• What is being asked: Write out the rows below word for word, from the line containing "Task: annotation of the framed picture." down to the last line of the rows, both ends included, and nothing else.

• Provided records:
────────────────

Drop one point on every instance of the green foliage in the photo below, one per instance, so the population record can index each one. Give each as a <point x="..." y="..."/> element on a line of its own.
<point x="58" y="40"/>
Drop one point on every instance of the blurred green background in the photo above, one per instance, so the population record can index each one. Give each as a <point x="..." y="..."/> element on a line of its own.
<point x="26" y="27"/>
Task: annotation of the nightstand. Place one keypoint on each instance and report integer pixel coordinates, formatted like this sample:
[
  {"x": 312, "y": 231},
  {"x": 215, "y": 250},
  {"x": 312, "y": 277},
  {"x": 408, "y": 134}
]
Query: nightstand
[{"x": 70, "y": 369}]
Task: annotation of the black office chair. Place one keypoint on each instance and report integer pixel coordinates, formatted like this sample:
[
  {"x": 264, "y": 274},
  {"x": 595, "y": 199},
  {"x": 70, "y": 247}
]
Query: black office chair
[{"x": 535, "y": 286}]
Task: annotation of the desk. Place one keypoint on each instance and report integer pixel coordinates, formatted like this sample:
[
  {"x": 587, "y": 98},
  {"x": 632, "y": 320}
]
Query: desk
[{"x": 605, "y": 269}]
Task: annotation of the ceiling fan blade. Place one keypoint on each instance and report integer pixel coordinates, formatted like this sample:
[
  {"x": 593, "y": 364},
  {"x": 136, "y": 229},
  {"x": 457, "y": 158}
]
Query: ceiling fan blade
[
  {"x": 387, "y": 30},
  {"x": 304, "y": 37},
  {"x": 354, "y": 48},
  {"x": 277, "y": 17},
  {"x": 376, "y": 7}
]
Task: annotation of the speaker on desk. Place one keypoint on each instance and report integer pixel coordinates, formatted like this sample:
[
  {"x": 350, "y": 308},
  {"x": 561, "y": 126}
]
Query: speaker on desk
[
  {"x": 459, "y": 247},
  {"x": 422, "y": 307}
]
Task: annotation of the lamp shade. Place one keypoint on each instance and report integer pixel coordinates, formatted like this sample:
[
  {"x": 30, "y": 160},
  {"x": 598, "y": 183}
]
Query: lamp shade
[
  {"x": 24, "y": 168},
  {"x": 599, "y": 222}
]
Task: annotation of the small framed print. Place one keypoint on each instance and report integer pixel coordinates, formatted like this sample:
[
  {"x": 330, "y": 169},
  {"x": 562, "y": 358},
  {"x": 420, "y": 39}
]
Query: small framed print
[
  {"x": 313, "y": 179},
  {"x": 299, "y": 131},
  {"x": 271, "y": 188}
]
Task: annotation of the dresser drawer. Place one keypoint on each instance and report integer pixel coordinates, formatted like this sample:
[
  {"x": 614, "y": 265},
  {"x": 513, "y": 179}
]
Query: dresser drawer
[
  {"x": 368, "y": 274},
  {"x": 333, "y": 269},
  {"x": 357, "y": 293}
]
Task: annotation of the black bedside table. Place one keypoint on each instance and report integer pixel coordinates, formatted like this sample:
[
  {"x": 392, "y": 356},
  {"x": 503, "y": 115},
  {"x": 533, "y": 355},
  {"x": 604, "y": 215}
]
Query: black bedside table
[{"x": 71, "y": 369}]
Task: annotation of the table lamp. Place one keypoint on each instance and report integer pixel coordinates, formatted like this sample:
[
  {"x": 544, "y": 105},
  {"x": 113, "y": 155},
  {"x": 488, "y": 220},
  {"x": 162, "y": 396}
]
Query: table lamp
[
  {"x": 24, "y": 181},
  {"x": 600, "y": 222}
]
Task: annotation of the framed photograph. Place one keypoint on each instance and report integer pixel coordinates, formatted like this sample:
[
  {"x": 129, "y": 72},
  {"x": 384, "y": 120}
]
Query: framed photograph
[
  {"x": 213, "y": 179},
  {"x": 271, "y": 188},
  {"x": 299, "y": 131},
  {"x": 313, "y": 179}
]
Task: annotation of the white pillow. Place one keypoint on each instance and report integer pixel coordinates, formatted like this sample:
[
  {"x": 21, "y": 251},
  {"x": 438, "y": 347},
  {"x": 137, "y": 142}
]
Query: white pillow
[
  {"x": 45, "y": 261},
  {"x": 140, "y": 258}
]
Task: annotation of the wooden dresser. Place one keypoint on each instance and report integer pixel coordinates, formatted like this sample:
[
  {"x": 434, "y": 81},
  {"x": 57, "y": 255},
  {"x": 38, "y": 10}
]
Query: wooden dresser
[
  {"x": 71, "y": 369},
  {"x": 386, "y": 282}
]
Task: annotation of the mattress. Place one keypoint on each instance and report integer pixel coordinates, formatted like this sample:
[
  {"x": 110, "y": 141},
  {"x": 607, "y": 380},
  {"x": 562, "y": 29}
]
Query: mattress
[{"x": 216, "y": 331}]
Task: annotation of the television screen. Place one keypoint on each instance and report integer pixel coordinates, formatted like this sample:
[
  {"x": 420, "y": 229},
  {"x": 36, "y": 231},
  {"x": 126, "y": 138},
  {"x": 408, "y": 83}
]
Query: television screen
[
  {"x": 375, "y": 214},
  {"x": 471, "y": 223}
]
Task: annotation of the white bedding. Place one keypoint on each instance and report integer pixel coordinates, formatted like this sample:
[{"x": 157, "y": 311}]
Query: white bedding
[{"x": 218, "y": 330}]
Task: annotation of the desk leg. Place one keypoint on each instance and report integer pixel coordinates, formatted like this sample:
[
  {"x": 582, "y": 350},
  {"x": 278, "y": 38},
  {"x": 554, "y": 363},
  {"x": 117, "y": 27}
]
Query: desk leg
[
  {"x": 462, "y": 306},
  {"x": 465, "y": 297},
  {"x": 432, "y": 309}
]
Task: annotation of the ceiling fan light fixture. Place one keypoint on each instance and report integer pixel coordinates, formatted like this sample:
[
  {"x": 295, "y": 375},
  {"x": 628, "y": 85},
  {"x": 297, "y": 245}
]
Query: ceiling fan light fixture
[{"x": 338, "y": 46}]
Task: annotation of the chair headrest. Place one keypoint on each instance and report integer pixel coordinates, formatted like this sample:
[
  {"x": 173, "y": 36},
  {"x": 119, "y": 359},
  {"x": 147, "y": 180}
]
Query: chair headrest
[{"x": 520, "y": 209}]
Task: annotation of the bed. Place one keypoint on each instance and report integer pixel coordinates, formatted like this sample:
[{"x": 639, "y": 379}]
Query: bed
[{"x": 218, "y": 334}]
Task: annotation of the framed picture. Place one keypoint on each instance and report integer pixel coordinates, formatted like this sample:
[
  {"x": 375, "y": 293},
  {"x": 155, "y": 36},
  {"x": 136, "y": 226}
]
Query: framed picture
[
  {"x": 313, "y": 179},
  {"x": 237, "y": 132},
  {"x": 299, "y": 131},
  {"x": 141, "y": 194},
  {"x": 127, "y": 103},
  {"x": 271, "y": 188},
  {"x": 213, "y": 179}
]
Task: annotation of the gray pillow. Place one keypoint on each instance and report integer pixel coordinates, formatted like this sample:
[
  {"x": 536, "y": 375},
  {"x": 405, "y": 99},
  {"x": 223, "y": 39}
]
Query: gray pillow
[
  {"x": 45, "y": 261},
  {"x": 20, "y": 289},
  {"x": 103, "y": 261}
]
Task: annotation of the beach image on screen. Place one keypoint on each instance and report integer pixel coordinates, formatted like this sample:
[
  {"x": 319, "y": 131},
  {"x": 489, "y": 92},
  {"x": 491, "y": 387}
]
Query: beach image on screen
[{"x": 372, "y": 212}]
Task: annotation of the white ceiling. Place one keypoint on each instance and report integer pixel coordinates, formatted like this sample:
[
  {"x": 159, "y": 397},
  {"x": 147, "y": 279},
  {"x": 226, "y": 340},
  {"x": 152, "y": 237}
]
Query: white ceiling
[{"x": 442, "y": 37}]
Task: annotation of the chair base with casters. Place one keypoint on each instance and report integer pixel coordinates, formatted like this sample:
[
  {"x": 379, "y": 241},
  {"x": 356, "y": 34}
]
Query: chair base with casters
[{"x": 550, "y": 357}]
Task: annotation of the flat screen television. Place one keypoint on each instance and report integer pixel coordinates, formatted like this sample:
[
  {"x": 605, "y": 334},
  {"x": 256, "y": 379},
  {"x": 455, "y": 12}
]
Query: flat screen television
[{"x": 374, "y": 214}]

────────────────

• Complete response:
Task: annotation of the framed picture. Place one keypoint on each instance and report integer pixel coordinates, formatted like this sample:
[
  {"x": 375, "y": 293},
  {"x": 155, "y": 36},
  {"x": 136, "y": 226}
]
Query: framed picture
[
  {"x": 313, "y": 179},
  {"x": 237, "y": 132},
  {"x": 299, "y": 131},
  {"x": 141, "y": 194},
  {"x": 127, "y": 103},
  {"x": 271, "y": 188},
  {"x": 213, "y": 179}
]
Task: annotation of the gray pillow. Place one keypoint on each instance and report integer pixel coordinates, formatted like this sample:
[
  {"x": 536, "y": 375},
  {"x": 405, "y": 99},
  {"x": 223, "y": 39}
]
Query: gray pillow
[
  {"x": 45, "y": 261},
  {"x": 20, "y": 289},
  {"x": 103, "y": 261}
]
Task: annotation of the beach image on screen. Place one keypoint on each instance and report integer pixel coordinates, formatted like this sample:
[
  {"x": 319, "y": 131},
  {"x": 489, "y": 92},
  {"x": 491, "y": 387}
]
Query: beach image on screen
[{"x": 372, "y": 212}]
Task: annotation of the white ceiling. Place one keypoint on each instance and report integer pixel coordinates, formatted like this sample:
[
  {"x": 159, "y": 397},
  {"x": 147, "y": 279},
  {"x": 226, "y": 340},
  {"x": 152, "y": 237}
]
Query: white ceiling
[{"x": 442, "y": 37}]
Task: annotation of the chair base with casters. Place one keypoint on each instance and report integer pixel coordinates, formatted like this sample:
[
  {"x": 379, "y": 241},
  {"x": 356, "y": 34}
]
Query: chair base with casters
[{"x": 550, "y": 357}]
Task: annotation of the flat screen television. Place one keypoint on each instance and report integer pixel coordinates, formatted like this sample:
[
  {"x": 605, "y": 334},
  {"x": 256, "y": 379},
  {"x": 455, "y": 12}
]
Query: flat screen television
[{"x": 374, "y": 214}]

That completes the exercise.